**The request**: Please say whether each statement below agrees with the post on supplemental group ids, answering yes or no and quoting the words from the post that decide it. 1. Supplemental group ids let a user belong to more than one group. 2. The writer gives an exploit that uses the unpatched behavior. 3. The writer saw the problem on Solaris.

**Quoted text**:
2000-09-04 Thread Kip Rugger

Chris McDonough  [EMAIL PROTECTED] wrote:
Aplogies for the ignorance, but can you maybe explain the concept
of supplemental group ids and give an example of how the current unpatched
behavior could be subverted?

I can try...

Supplemental gids are useful for allowing a user to belong to more
than one group, or maybe to more than one project in normal parlance.
This is normally effected by listing the uid opposite more than one
group in /etc/group.  The login process issues the initgroups(3) call
to install these supplemental groups, which are inherited by all
processes forked from the login shell.

The problem is comes when you change user ids; for example what I
saw with Zope (start -u nobody) was:

 before change   after change
 =   
 user id root   nobody
 group idroot   nobody
 sup id(s)   root   root

Thus the process has group access privilages for nobody (correct) and
root (bad) in unpatched Zope.

I cannot give you an exploit based on this -- my knowledge of Zope
is not deep enough -- and in a bug free world there probably would
be no exploit.  But the reason for running as nobody, I think, is
to contain damage should an exploit be found.  For that reason, it
would seem reasonable to change the supplemental gids too.

I saw this on Linux; supplemental groups come from the BSD tradition,
so you likely will find the same situation on *BSD, Solaris, etc.

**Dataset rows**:
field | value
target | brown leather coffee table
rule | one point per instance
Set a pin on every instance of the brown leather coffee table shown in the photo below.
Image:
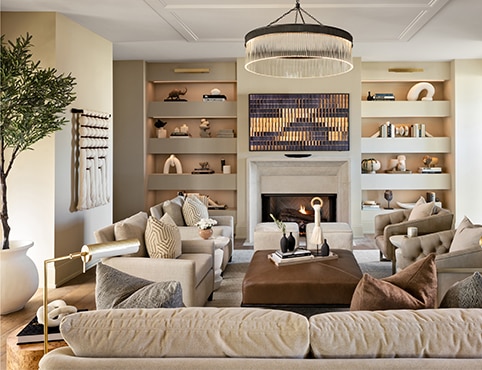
(320, 283)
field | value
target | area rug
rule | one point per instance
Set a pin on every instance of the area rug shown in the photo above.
(229, 293)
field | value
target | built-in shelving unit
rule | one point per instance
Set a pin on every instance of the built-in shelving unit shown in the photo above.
(194, 80)
(435, 115)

**Written answer**:
1. Yes: "Supplemental gids are useful for allowing a user to belong to more than one group"
2. No: "I cannot give you an exploit based on this"
3. No: "I saw this on Linux"